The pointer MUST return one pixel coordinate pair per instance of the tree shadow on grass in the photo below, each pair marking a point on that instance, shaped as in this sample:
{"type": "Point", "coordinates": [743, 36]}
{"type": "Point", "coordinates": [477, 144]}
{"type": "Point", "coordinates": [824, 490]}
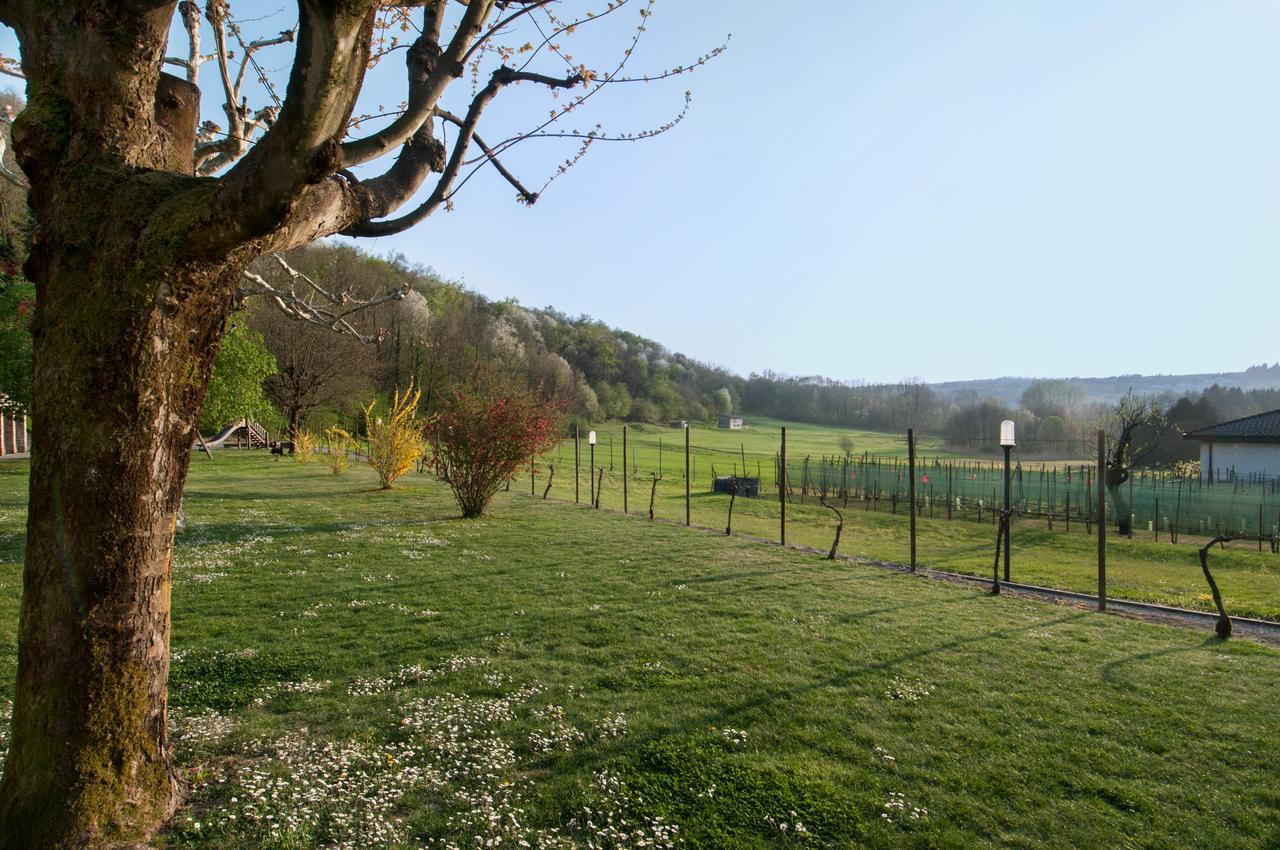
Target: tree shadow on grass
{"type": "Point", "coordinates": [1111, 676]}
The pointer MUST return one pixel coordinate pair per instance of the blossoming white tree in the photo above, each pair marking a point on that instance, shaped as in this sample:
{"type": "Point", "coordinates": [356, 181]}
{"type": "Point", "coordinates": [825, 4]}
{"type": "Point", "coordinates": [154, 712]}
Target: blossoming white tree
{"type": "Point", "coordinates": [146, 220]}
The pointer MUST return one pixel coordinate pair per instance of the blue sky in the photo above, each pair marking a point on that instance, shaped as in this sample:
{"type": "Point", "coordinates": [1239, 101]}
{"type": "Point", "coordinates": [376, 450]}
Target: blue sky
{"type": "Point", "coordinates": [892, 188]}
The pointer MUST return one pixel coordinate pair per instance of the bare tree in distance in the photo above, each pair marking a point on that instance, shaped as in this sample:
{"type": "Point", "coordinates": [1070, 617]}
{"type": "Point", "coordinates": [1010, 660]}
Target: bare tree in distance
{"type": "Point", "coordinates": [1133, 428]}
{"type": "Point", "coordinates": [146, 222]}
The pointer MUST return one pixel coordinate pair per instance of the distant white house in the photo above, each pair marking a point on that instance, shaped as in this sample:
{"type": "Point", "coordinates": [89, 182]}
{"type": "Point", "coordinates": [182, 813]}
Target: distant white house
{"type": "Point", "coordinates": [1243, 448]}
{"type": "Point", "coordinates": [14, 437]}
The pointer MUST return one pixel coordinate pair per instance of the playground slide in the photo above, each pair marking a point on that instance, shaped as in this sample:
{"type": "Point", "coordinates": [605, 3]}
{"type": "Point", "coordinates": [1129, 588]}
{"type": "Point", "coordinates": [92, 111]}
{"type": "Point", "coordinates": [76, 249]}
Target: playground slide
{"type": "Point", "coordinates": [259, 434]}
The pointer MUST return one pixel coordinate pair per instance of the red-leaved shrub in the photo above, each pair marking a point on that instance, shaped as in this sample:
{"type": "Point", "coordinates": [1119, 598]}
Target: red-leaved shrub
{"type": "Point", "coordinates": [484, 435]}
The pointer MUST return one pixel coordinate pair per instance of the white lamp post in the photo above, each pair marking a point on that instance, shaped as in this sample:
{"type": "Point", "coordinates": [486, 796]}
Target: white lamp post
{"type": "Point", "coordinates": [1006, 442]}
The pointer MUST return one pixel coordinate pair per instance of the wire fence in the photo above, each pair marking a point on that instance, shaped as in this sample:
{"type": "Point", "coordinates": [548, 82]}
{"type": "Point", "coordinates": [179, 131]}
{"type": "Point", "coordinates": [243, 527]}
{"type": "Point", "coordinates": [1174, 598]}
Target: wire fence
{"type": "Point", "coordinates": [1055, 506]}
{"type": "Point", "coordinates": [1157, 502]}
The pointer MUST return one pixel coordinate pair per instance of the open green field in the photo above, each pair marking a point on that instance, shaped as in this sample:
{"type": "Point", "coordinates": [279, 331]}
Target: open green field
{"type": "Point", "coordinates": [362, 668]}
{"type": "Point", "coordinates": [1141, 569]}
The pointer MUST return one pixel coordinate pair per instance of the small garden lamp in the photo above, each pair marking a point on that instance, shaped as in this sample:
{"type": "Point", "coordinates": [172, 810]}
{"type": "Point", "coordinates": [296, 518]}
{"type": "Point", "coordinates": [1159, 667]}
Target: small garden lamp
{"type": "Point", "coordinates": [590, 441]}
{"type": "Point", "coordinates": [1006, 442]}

═══

EXERCISE PROMPT:
Copy out all of the items above word for word, but omit the pictures from your copy.

THE ANSWER:
The pointer MUST return one pixel coordinate pair per instance of the tree shadow on grass in the photo below, each pair marking a point on that instance, shaped as in this sample:
{"type": "Point", "coordinates": [743, 36]}
{"type": "Point", "coordinates": [477, 144]}
{"type": "Point", "coordinates": [824, 490]}
Target: tree shadow on grass
{"type": "Point", "coordinates": [1111, 676]}
The pointer MUST return one pixel coordinate pair per instance of the blossoming white tree in the photo above, each pair marking a point on that instance, shaped as in this sample:
{"type": "Point", "coordinates": [356, 181]}
{"type": "Point", "coordinates": [825, 4]}
{"type": "Point", "coordinates": [154, 712]}
Target: blossoming white tree
{"type": "Point", "coordinates": [146, 220]}
The pointer MUST return one pixel coordinate pair per instance of the blue sky in the photo above, each pair marking a point on that instance, shaped as in this sample:
{"type": "Point", "coordinates": [1239, 101]}
{"type": "Point", "coordinates": [376, 450]}
Target: blue sky
{"type": "Point", "coordinates": [892, 188]}
The pointer MUST return one pixel coordinate pair per instance of the bare tree in distance in the photo above, each pair marking a point on that instance, shaped as in this sample:
{"type": "Point", "coordinates": [1070, 617]}
{"type": "Point", "coordinates": [1010, 660]}
Target: bare tree in distance
{"type": "Point", "coordinates": [1133, 428]}
{"type": "Point", "coordinates": [146, 222]}
The pointer MUST return one pixel coordinate pair per instance of the distant white house in the photo above, each pair marking a point on that instance, shaped as in this sample:
{"type": "Point", "coordinates": [89, 182]}
{"type": "Point", "coordinates": [182, 813]}
Target: distant white house
{"type": "Point", "coordinates": [1243, 448]}
{"type": "Point", "coordinates": [14, 437]}
The pointer MUST return one pixel coordinate pair per instance of the playground slide in the photo above, each pair marking a point on that instance, shaped as in this sample:
{"type": "Point", "coordinates": [605, 3]}
{"type": "Point", "coordinates": [1129, 588]}
{"type": "Point", "coordinates": [92, 111]}
{"type": "Point", "coordinates": [76, 249]}
Target: playground slide
{"type": "Point", "coordinates": [259, 434]}
The pointer MUST return one pixel coordinate pair per instance of the red-leaved shrub in the photo above, each pair marking a point on that instance, shaped as in this sample:
{"type": "Point", "coordinates": [1119, 598]}
Target: red-leaved shrub
{"type": "Point", "coordinates": [484, 435]}
The pointer MUST return one pixel coordinate pair per instance of the white lamp post in the photo above, each pair marking a point on that instance, shaped as in this sample:
{"type": "Point", "coordinates": [486, 796]}
Target: white lamp post
{"type": "Point", "coordinates": [1006, 442]}
The pointer MUST return one pixel coordinate pair per instance of the wire fence in the photo above, each pair marking a point on that instance, shaped as in this sample:
{"type": "Point", "coordinates": [548, 82]}
{"type": "Point", "coordinates": [179, 131]}
{"type": "Point", "coordinates": [243, 527]}
{"type": "Point", "coordinates": [1174, 598]}
Target: wire fence
{"type": "Point", "coordinates": [1055, 506]}
{"type": "Point", "coordinates": [1157, 502]}
The pointer MUST return one pixel coordinate pair per instance of the open green field in the photo above, each pair marking a point on that instance, shaped as in this sample:
{"type": "Point", "coordinates": [279, 331]}
Target: open green field
{"type": "Point", "coordinates": [362, 668]}
{"type": "Point", "coordinates": [1141, 569]}
The pointer MUST return one pixel coordinate pair per instance of the small garden lamp in the photo above, each pair marking a point on that instance, shaped as in this sample:
{"type": "Point", "coordinates": [172, 810]}
{"type": "Point", "coordinates": [296, 518]}
{"type": "Point", "coordinates": [1159, 667]}
Target: small garden lamp
{"type": "Point", "coordinates": [590, 441]}
{"type": "Point", "coordinates": [1006, 442]}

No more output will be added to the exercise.